**Written request**
Make an exact copy of the listing below.
***** Extracted information
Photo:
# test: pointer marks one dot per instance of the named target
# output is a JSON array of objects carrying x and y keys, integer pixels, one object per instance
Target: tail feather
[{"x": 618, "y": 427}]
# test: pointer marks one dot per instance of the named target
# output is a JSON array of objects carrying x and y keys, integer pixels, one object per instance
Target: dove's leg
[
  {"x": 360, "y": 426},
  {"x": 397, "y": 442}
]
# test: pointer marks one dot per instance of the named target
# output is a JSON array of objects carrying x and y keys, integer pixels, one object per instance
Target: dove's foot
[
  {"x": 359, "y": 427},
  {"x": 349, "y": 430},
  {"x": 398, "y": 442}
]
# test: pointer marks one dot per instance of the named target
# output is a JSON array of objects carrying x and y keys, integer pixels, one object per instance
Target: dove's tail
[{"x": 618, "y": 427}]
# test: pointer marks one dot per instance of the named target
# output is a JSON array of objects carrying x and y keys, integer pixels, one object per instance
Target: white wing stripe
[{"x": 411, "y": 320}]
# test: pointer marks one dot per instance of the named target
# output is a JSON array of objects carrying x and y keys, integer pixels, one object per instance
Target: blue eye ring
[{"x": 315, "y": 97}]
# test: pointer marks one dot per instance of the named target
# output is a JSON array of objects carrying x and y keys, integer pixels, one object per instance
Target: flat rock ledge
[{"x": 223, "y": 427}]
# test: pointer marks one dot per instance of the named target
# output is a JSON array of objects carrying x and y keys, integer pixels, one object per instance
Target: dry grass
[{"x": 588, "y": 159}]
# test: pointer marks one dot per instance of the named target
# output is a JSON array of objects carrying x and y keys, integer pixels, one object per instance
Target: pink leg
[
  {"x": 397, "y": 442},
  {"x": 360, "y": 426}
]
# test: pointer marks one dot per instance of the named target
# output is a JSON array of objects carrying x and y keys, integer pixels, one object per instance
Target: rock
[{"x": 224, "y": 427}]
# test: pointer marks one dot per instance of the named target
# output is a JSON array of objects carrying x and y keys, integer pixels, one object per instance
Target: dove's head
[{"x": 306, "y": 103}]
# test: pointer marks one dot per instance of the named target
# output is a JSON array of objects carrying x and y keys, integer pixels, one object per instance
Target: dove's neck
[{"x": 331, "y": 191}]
**********
**Response**
Photo:
# test: pointer marks one dot per instance of the named target
# output is a JSON array of objects carrying x and y keys, integer pixels, one object per instance
Target: tail feather
[{"x": 618, "y": 427}]
# test: pointer marks one dot per instance of the named target
# output is a JSON array of objects carrying x and y keys, integer pixels, one object per instance
Target: dove's leg
[
  {"x": 360, "y": 426},
  {"x": 397, "y": 442}
]
# test: pointer marks one dot per instance of the named target
# output is a JSON array of objects carrying x and y keys, integer pixels, one object per instance
Target: dove's foot
[
  {"x": 359, "y": 427},
  {"x": 349, "y": 430},
  {"x": 398, "y": 442}
]
# test: pointer marks one dot per instance of the named target
# output is a JSON array of objects carrying x and y keys, integer pixels, one object per instance
Target: dove's tail
[{"x": 618, "y": 427}]
# test: pointer marks one dot per instance of the named target
# output is a JSON array of objects carrying x and y keys, integer pixels, one object per instance
Target: white wing stripe
[{"x": 411, "y": 320}]
# test: pointer marks one dot per instance of the named target
# output is a JSON array of objects carrying x and y keys, integer pixels, one object per instance
Target: blue eye ring
[{"x": 315, "y": 97}]
# test: pointer marks one dot per instance of the named target
# output is a JSON array of objects carrying x and y keys, integer pixels, one object per instance
Target: flat rock ledge
[{"x": 223, "y": 427}]
# test: pointer marks one dot per instance of the named target
# output is a JSON array of objects carrying x and y keys, integer pixels, one object per instance
Target: dry grass
[{"x": 588, "y": 159}]
# test: pointer marks one dot per instance of the named target
# output is a JSON array of objects carrying x and y keys, integer pixels, one object per instance
Target: pink leg
[
  {"x": 397, "y": 442},
  {"x": 360, "y": 426}
]
# test: pointer marks one dot per instance of the named target
# output is a JSON array of objects carrying x and y keys, integer pixels, one object per instance
Target: rock
[{"x": 224, "y": 427}]
# test: pointer marks one dot per instance of the named target
# output is a JSON array of objects carrying x and y keys, integer pixels, one object per instance
Target: dove's head
[{"x": 306, "y": 103}]
# test: pointer marks one dot per instance of the named target
# output is a JSON array of objects carrying x and y keys, integer pixels, one object per instance
Target: dove's neck
[{"x": 331, "y": 191}]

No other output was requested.